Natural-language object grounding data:
########################################

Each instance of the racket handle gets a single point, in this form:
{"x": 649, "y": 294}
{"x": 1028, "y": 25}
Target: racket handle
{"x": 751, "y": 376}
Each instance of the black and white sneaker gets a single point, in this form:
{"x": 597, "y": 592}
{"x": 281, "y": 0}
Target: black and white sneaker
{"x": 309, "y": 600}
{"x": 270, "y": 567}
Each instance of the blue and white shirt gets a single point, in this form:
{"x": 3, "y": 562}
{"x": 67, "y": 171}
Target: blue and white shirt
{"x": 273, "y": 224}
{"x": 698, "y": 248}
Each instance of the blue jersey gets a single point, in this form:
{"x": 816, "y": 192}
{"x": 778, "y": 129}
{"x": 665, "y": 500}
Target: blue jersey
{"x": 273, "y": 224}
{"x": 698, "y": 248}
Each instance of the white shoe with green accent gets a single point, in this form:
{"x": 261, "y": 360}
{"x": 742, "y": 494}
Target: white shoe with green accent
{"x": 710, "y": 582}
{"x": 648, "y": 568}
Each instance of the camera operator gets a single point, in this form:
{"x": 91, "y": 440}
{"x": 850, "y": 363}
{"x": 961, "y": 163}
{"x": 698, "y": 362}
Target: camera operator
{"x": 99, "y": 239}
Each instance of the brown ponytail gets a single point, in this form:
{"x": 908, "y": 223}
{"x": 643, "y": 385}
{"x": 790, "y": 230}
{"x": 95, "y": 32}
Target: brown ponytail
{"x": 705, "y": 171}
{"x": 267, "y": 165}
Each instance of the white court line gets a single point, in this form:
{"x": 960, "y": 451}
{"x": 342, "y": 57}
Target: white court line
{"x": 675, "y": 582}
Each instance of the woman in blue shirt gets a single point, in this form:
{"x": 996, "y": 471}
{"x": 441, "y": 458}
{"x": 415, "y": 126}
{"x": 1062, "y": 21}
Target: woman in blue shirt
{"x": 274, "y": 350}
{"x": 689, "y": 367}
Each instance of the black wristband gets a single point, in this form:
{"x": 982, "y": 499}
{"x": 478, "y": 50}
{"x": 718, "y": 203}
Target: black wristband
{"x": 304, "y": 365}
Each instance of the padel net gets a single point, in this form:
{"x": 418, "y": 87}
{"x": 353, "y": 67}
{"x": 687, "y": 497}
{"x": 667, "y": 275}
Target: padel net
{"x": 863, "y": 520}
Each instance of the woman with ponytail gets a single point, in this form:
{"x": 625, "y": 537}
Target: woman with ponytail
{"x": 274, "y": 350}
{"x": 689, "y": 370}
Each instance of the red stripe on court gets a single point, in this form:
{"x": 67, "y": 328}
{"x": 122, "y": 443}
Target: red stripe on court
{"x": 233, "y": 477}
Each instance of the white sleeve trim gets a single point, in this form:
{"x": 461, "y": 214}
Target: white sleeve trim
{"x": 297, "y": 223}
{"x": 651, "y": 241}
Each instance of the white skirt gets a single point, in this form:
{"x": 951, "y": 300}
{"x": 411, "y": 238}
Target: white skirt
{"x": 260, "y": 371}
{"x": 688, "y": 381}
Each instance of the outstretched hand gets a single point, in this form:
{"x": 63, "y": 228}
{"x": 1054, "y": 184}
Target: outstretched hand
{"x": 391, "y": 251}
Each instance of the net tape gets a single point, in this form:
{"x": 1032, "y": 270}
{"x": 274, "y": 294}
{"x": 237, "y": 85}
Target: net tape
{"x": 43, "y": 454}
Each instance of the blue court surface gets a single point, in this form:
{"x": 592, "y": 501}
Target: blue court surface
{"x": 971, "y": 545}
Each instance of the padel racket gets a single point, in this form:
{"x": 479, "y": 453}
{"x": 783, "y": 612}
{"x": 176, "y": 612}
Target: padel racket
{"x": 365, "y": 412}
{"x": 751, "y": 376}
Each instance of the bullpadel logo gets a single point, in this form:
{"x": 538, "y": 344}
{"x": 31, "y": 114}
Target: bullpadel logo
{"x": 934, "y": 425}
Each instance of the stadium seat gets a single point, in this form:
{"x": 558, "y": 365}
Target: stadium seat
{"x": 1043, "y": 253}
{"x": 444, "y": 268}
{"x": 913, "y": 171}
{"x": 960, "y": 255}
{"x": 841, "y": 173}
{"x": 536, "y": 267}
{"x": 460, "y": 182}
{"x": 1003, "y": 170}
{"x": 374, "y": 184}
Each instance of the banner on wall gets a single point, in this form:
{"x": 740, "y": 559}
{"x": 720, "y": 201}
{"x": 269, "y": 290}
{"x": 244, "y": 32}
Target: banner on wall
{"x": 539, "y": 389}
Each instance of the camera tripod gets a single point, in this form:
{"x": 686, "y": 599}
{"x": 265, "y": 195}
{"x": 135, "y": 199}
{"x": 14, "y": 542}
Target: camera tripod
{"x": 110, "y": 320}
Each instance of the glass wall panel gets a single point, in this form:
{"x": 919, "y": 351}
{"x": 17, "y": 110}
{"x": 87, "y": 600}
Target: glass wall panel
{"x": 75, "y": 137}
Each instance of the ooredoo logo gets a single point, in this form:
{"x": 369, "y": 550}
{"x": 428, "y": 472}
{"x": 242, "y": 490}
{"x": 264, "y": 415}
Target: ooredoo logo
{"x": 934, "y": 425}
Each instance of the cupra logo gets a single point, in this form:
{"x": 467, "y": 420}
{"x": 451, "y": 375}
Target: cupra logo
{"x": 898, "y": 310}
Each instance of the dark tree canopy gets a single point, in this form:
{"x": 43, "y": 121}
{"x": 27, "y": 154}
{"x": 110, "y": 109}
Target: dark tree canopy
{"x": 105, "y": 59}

########################################

* [Work required]
All of the records above are to be set down again exactly.

* [Task answer]
Each instance of the racket handle gets a single point, in this form:
{"x": 649, "y": 294}
{"x": 1028, "y": 25}
Target: racket handle
{"x": 751, "y": 376}
Each instance of the black and white sneaker gets a single point, in this form:
{"x": 597, "y": 592}
{"x": 281, "y": 0}
Target: black and white sneaker
{"x": 309, "y": 600}
{"x": 270, "y": 567}
Each instance of the blue and white shirt gets a single point, in this form:
{"x": 3, "y": 562}
{"x": 67, "y": 171}
Target: blue and white shirt
{"x": 273, "y": 224}
{"x": 698, "y": 248}
Each instance of the blue jersey gets a single point, in this form:
{"x": 816, "y": 192}
{"x": 778, "y": 129}
{"x": 665, "y": 500}
Target: blue jersey
{"x": 273, "y": 224}
{"x": 698, "y": 248}
Each instance of the white shoe with green accent gets a single point, in this form:
{"x": 261, "y": 360}
{"x": 742, "y": 494}
Target: white shoe with green accent
{"x": 710, "y": 582}
{"x": 648, "y": 568}
Each instance of the camera operator gets a single point, in this form:
{"x": 91, "y": 440}
{"x": 850, "y": 363}
{"x": 961, "y": 163}
{"x": 698, "y": 362}
Target: camera operator
{"x": 99, "y": 239}
Each instance of the brown ponytail gets a single point, in this form:
{"x": 908, "y": 223}
{"x": 643, "y": 385}
{"x": 790, "y": 230}
{"x": 95, "y": 32}
Target: brown ponytail
{"x": 705, "y": 171}
{"x": 267, "y": 165}
Each instance of the white court line gets a single point, in this form:
{"x": 960, "y": 451}
{"x": 342, "y": 57}
Target: white court line
{"x": 675, "y": 582}
Each instance of the woman in blue shirt gets a single point, in this form:
{"x": 996, "y": 471}
{"x": 441, "y": 458}
{"x": 415, "y": 126}
{"x": 1062, "y": 21}
Target: woman in blue shirt
{"x": 274, "y": 350}
{"x": 689, "y": 367}
Each instance of the black wristband gets a single point, in this form:
{"x": 982, "y": 499}
{"x": 478, "y": 50}
{"x": 718, "y": 203}
Target: black wristband
{"x": 304, "y": 365}
Each instance of the padel net gets a single point, in this form:
{"x": 418, "y": 87}
{"x": 353, "y": 67}
{"x": 687, "y": 497}
{"x": 667, "y": 275}
Target: padel net
{"x": 863, "y": 520}
Each instance of the woman with ponytail gets a single point, in this form:
{"x": 625, "y": 537}
Target: woman with ponytail
{"x": 274, "y": 350}
{"x": 689, "y": 370}
Each instance of the red stripe on court gets a single point, in this form:
{"x": 67, "y": 328}
{"x": 122, "y": 443}
Target: red stripe on court
{"x": 233, "y": 477}
Each instance of the white sleeve trim gets a single point, in this form:
{"x": 461, "y": 214}
Target: white sleeve trim
{"x": 297, "y": 223}
{"x": 651, "y": 241}
Each instance of the white skirt gets a single point, in this form:
{"x": 951, "y": 300}
{"x": 411, "y": 238}
Target: white skirt
{"x": 260, "y": 371}
{"x": 688, "y": 381}
Each instance of the outstretched hand gets a single point, in this form:
{"x": 63, "y": 228}
{"x": 1054, "y": 184}
Target: outstretched hand
{"x": 391, "y": 251}
Each instance of the net tape gets a single point, in this form:
{"x": 1032, "y": 270}
{"x": 274, "y": 294}
{"x": 237, "y": 85}
Target: net tape
{"x": 43, "y": 454}
Each instance of the blue court surface gets a single point, in this form:
{"x": 592, "y": 501}
Target: blue court surface
{"x": 971, "y": 545}
Each instance of the padel racket gets a single point, in this form:
{"x": 479, "y": 453}
{"x": 783, "y": 612}
{"x": 176, "y": 612}
Target: padel racket
{"x": 365, "y": 412}
{"x": 751, "y": 376}
Each instance of the bullpadel logo gets a single point, in this form:
{"x": 538, "y": 344}
{"x": 31, "y": 114}
Target: bullpadel logo
{"x": 934, "y": 425}
Each instance of the stadium seat gets a single point, in this form:
{"x": 558, "y": 365}
Target: stadium seat
{"x": 1043, "y": 253}
{"x": 444, "y": 268}
{"x": 913, "y": 171}
{"x": 960, "y": 255}
{"x": 841, "y": 173}
{"x": 536, "y": 267}
{"x": 460, "y": 182}
{"x": 1003, "y": 170}
{"x": 374, "y": 184}
Each instance of the banner on wall gets a single point, in this form:
{"x": 740, "y": 559}
{"x": 720, "y": 201}
{"x": 269, "y": 290}
{"x": 244, "y": 32}
Target: banner on wall
{"x": 539, "y": 389}
Each instance of the camera tripod gets a single point, in this form:
{"x": 686, "y": 599}
{"x": 265, "y": 195}
{"x": 135, "y": 199}
{"x": 14, "y": 542}
Target: camera tripod
{"x": 110, "y": 320}
Each instance of the glass wall panel gets a single point, in this form:
{"x": 919, "y": 351}
{"x": 17, "y": 110}
{"x": 87, "y": 600}
Target: glass wall panel
{"x": 75, "y": 137}
Each instance of the ooredoo logo gets a single point, in this form:
{"x": 369, "y": 550}
{"x": 428, "y": 472}
{"x": 242, "y": 490}
{"x": 264, "y": 415}
Target: ooredoo logo
{"x": 934, "y": 425}
Each instance of the cupra logo gets a single point, in this form:
{"x": 467, "y": 420}
{"x": 451, "y": 375}
Target: cupra logo
{"x": 898, "y": 310}
Each instance of the dark tree canopy gets a single point, in this form:
{"x": 43, "y": 121}
{"x": 27, "y": 154}
{"x": 110, "y": 109}
Target: dark tree canopy
{"x": 105, "y": 59}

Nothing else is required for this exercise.